====== Excerpt ======
Pharmacological relevance and potential of sphingosine 1-phosphate in the vascular system

Abstract

Sphingosine-1-phosphate (S1P) was identified as a crucial molecule for regulating immune responses, inflammatory processes as well as influencing the cardiovascular system. S1P mediates differentiation, proliferation and migration during vascular development and homoeostasis. S1P is a naturally occurring lipid metabolite and is present in human blood in nanomolar concentrations. S1P is not only involved in physiological but also in pathophysiological processes. Therefore, this complex signalling system is potentially interesting for pharmacological intervention. Modulation of the system might influence inflammatory, angiogenic or vasoregulatory processes. S1P activates G-protein coupled receptors, namely S1P(1-5) , whereas only S1P(1-3) is present in vascular cells. S1P can also act as an intracellular signalling molecule. This review highlights the pharmacological potential of S1P signalling in the vascular system by giving an overview of S1P-mediated processes in endothelial cells (ECs) and vascular smooth muscle cells (VSMCs). After a short summary of S1P metabolism and signalling pathways, the role of S1P in EC and VSMC proliferation and migration, the cause of relaxation and constriction of arterial blood vessels, the protective functions on endothelial apoptosis, as well as the regulatory function in leukocyte adhesion and inflammatory responses are summarized. This is followed by a detailed description of currently known pharmacological agonists and antagonists as new tools for mediating S1P signalling in the vasculature. The variety of effects influenced by S1P provides plenty of therapeutic targets currently under investigation for potential pharmacological intervention.

© 2011 The Authors. British Journal of Pharmacology © 2011 The British Pharmacological Society.

Figures

Figure 1

Ceramide is formed either de novo from serine, palmitoyl coA and fatty acid, or from breakdown of membrane-resident sphingomyelin. Ceramide is further converted to sphingosine, which could be phosphorylated to S1P. Degradation of S1P could be reversible by dephosphorylation or irreversible by S1P lyase. S1P, sphingosine-1-phosphate.
====== Information provided ======
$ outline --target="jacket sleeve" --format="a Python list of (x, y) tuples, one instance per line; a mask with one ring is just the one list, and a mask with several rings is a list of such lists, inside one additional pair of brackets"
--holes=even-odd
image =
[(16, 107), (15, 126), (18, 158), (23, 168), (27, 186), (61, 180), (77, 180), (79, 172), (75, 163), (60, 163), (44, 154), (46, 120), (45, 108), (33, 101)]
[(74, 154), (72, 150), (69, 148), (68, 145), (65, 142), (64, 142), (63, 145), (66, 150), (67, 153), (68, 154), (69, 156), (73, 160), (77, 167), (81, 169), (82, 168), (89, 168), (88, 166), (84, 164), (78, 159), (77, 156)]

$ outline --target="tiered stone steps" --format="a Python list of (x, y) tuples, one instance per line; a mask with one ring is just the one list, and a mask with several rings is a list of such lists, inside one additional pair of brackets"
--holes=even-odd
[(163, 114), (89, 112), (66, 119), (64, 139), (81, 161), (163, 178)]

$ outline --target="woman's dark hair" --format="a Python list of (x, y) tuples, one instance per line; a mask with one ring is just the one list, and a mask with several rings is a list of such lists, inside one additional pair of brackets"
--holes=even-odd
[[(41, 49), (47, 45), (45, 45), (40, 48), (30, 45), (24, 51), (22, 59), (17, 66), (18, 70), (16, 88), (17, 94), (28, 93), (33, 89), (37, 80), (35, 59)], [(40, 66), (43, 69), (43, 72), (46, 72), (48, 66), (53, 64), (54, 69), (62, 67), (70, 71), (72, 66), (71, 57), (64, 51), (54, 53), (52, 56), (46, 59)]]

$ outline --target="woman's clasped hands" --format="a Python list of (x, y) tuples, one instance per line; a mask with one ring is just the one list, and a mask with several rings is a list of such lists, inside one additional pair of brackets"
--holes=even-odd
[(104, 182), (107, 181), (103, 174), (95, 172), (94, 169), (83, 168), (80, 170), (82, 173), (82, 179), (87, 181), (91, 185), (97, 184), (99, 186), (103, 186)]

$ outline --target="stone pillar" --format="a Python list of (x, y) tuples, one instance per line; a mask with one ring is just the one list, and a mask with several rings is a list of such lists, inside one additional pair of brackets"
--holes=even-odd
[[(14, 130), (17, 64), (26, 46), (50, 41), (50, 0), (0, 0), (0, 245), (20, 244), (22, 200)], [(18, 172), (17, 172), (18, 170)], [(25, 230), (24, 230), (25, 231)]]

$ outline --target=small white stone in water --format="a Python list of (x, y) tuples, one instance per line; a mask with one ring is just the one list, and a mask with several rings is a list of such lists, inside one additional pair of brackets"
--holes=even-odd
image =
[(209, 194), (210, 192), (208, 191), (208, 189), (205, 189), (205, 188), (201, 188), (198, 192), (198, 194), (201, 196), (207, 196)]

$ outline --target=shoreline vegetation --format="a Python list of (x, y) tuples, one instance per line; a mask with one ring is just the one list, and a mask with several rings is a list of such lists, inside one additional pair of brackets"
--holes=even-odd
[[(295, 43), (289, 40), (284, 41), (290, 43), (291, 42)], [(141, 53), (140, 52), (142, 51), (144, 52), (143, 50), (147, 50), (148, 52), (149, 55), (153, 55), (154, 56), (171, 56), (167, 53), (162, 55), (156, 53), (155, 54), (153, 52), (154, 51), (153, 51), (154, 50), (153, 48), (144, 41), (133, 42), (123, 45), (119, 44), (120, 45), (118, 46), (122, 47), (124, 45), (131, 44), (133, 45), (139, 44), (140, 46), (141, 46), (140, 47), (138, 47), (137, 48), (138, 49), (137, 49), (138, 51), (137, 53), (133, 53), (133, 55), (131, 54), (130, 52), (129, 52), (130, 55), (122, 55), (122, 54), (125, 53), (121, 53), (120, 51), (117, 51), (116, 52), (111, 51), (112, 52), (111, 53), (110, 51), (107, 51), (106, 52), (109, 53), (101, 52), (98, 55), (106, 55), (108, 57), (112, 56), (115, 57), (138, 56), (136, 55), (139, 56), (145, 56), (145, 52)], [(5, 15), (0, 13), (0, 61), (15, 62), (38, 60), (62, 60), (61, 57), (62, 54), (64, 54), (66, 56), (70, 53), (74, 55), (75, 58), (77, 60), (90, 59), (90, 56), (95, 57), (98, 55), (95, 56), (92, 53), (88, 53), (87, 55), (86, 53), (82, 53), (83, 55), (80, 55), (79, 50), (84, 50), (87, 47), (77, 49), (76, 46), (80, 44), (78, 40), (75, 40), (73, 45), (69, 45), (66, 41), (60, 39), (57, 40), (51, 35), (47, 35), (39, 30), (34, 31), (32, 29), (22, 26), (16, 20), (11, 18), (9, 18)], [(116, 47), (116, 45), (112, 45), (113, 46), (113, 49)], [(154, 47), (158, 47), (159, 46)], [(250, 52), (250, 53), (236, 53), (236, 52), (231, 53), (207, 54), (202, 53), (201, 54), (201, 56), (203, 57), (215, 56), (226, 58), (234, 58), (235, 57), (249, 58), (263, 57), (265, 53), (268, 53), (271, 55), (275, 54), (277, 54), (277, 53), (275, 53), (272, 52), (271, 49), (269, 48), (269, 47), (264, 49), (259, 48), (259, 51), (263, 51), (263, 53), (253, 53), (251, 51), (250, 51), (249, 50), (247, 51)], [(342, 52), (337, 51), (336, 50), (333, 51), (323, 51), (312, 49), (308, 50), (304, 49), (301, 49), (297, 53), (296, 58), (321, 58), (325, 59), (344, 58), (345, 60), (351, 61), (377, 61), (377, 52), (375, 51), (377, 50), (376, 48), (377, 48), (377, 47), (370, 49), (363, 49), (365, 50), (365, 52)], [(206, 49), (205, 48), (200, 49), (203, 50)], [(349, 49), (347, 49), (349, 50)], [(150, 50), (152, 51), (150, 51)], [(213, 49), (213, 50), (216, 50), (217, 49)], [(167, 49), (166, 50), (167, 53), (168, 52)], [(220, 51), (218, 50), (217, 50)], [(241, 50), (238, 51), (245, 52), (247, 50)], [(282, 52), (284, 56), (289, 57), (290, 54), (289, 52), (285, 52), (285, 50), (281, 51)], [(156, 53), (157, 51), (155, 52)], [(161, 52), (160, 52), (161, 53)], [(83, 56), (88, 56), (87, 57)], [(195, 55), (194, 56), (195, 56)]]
======
Assigned task = Write the continuation of the excerpt on sphingosine 1-phosphate in the vascular system, starting after its last sentence.

Result of the exercise =
Figure 2

S1P is secreted by different blood cells, e.g. erythrocytes, thrombocytes and macrophages, or by endothelial cells (ECs). Once secreted, most of the S1P is uptaken by serum albumin or various serum lipoproteins. Intracellular-produced S1P in ECs or vascular smooth muscle cells could be transported across the membrane by ABC transporters. HDL, high-density lipoprotein; LDL, low-density lipoprotein; Sphk, sphingosine kinase; S1P, sphingosine-1-phosphate; VLDL, very low-density lipoprotein.

Figure 3

Diverse biological functions are regulated by S1P: (A) vascular relaxation and constriction, (B) endothelial integrity, (C) apoptosis, (D) monocyte adhesion/transmigration and inflammatory response, and (E) migration and proliferation. Arrows indicate activation and capped line inhibition. For more detailed information and references, see text. eNOS, endothelial nitric oxide synthase; ICAM, inducible cell adhesion molecule; IL-8, interleukin 8; MCP-1, monocyte chemoattractant protein-1; MMP-9, matrix metalloproteinase-9; PI3, phosphoinositide 3; PTEN, phosphatase and tensin homology; RANTES, regulated upon activation, normal t-cell expressed, and secreted; ROCK, Ras homolog gene family member-associated protein kinase; ROS, reactive oxygen species; Sphk, sphingosine kinase; VCAM, vascular cell adhesion molecule.